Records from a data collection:
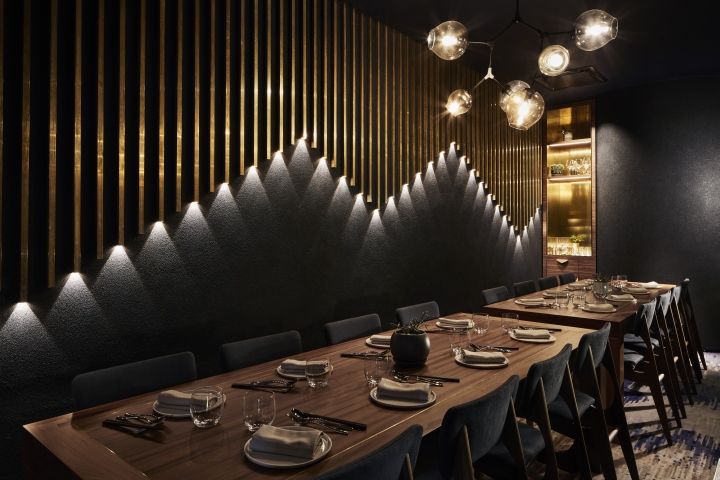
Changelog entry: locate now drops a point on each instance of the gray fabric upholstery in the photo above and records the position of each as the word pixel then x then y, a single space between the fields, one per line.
pixel 385 463
pixel 551 372
pixel 252 351
pixel 594 342
pixel 356 327
pixel 566 278
pixel 497 294
pixel 484 419
pixel 114 383
pixel 523 288
pixel 548 282
pixel 420 311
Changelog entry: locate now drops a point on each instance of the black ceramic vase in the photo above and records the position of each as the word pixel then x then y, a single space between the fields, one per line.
pixel 410 350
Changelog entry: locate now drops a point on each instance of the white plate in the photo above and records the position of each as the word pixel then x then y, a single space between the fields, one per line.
pixel 458 359
pixel 292 375
pixel 532 340
pixel 450 327
pixel 585 309
pixel 273 460
pixel 402 404
pixel 173 413
pixel 376 345
pixel 524 303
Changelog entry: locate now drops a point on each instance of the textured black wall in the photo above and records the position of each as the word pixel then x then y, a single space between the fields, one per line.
pixel 658 189
pixel 288 247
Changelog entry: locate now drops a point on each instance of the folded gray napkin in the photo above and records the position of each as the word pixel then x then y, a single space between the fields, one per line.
pixel 285 441
pixel 483 357
pixel 380 339
pixel 414 392
pixel 299 367
pixel 532 333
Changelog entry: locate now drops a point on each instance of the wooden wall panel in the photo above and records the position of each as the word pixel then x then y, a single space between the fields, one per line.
pixel 236 82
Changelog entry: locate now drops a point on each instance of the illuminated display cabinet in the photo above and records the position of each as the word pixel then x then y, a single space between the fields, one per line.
pixel 569 191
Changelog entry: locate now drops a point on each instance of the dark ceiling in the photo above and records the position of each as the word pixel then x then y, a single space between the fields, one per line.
pixel 657 39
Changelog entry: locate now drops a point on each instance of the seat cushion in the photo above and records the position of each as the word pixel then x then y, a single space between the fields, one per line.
pixel 560 416
pixel 499 463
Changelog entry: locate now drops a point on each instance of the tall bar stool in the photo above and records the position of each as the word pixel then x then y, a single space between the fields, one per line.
pixel 417 312
pixel 524 288
pixel 591 354
pixel 548 282
pixel 350 328
pixel 641 365
pixel 253 351
pixel 493 295
pixel 547 384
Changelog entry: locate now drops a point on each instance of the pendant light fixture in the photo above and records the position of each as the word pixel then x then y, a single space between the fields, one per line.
pixel 522 105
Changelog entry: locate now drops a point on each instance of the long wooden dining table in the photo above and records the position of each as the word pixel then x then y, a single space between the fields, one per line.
pixel 620 321
pixel 76 445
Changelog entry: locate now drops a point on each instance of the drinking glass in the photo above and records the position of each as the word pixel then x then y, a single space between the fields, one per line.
pixel 318 379
pixel 509 321
pixel 376 367
pixel 258 409
pixel 206 406
pixel 481 323
pixel 458 341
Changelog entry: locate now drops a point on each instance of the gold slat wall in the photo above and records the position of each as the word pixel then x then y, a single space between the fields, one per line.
pixel 369 98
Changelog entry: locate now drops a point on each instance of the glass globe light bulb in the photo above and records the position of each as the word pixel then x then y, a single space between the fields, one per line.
pixel 448 40
pixel 595 29
pixel 459 102
pixel 553 60
pixel 523 106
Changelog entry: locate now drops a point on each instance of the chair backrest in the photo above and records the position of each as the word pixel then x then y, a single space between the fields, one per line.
pixel 594 342
pixel 420 311
pixel 524 288
pixel 260 349
pixel 356 327
pixel 484 419
pixel 493 295
pixel 552 372
pixel 548 282
pixel 385 463
pixel 122 381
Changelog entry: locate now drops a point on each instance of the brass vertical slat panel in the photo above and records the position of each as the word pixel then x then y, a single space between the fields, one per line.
pixel 213 113
pixel 227 87
pixel 161 112
pixel 178 110
pixel 52 133
pixel 269 117
pixel 141 120
pixel 242 58
pixel 256 82
pixel 25 166
pixel 196 107
pixel 122 41
pixel 77 169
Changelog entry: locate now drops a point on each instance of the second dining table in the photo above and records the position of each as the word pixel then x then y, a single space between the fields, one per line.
pixel 78 445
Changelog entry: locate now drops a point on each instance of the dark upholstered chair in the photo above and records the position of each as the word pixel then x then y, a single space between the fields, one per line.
pixel 260 349
pixel 641 364
pixel 394 460
pixel 484 435
pixel 548 282
pixel 356 327
pixel 591 354
pixel 547 384
pixel 421 311
pixel 114 383
pixel 524 288
pixel 493 295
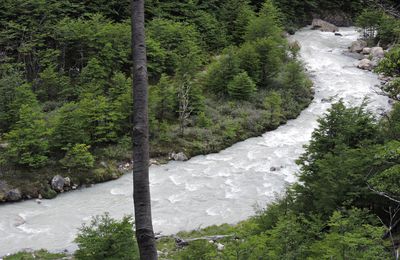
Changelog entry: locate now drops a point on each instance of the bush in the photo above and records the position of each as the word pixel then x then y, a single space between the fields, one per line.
pixel 390 65
pixel 241 87
pixel 78 157
pixel 28 145
pixel 107 238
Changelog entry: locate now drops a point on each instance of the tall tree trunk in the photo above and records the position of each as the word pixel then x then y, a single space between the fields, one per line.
pixel 141 196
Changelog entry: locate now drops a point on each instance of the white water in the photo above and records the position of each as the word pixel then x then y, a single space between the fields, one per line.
pixel 206 190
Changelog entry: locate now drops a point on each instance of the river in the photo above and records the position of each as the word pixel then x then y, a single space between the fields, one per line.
pixel 226 187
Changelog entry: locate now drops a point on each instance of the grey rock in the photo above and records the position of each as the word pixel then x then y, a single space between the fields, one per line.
pixel 358 46
pixel 104 164
pixel 57 183
pixel 179 156
pixel 67 182
pixel 365 64
pixel 318 24
pixel 377 52
pixel 14 195
pixel 366 51
pixel 354 55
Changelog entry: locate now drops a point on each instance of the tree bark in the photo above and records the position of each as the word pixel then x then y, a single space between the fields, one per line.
pixel 141 195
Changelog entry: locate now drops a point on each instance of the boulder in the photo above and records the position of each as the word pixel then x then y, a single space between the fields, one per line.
pixel 375 61
pixel 354 55
pixel 57 183
pixel 14 195
pixel 365 64
pixel 377 52
pixel 366 51
pixel 220 247
pixel 358 46
pixel 337 18
pixel 179 157
pixel 67 182
pixel 318 24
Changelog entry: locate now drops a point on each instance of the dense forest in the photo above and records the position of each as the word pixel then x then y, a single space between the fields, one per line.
pixel 66 87
pixel 220 72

WORK TO COMPLETE. Starting at the line that contains "of the river", output every remaining line of the data exactly, and stop after the last one.

COMPLETED TASK.
Changelog entry: locate now drops a point on each instance of the river in the photo above and records the position of each as the word pixel then x then y, a single space between the fields, one per line.
pixel 226 187
Changelog entry: locate now drops a point on each instance of the grey rock in the photo above and records the position of each as the word pixel then x then y, a single space between the fields, one per line.
pixel 358 46
pixel 104 164
pixel 57 183
pixel 179 156
pixel 67 182
pixel 365 64
pixel 318 24
pixel 377 52
pixel 14 195
pixel 366 51
pixel 354 55
Changelog entry: locate now drops a point on each instance of the tree bark in the photo above and records the position of each as the word pixel then x then y, a single space between the fields, one per line.
pixel 141 195
Changelog entry: locate now drops a point on each instance of the boulder in the photo above and records the position of each as the word pixel then x then y, a single space between the fields, one per line.
pixel 375 61
pixel 354 55
pixel 57 183
pixel 14 195
pixel 365 64
pixel 377 52
pixel 366 51
pixel 220 247
pixel 358 46
pixel 337 18
pixel 179 157
pixel 67 182
pixel 318 24
Changelog entry: locate now drops a point on each instance of the dense forest in the photo above and records the position of each as the word pixel then x then y, a single space between the fields, one per line.
pixel 66 87
pixel 220 72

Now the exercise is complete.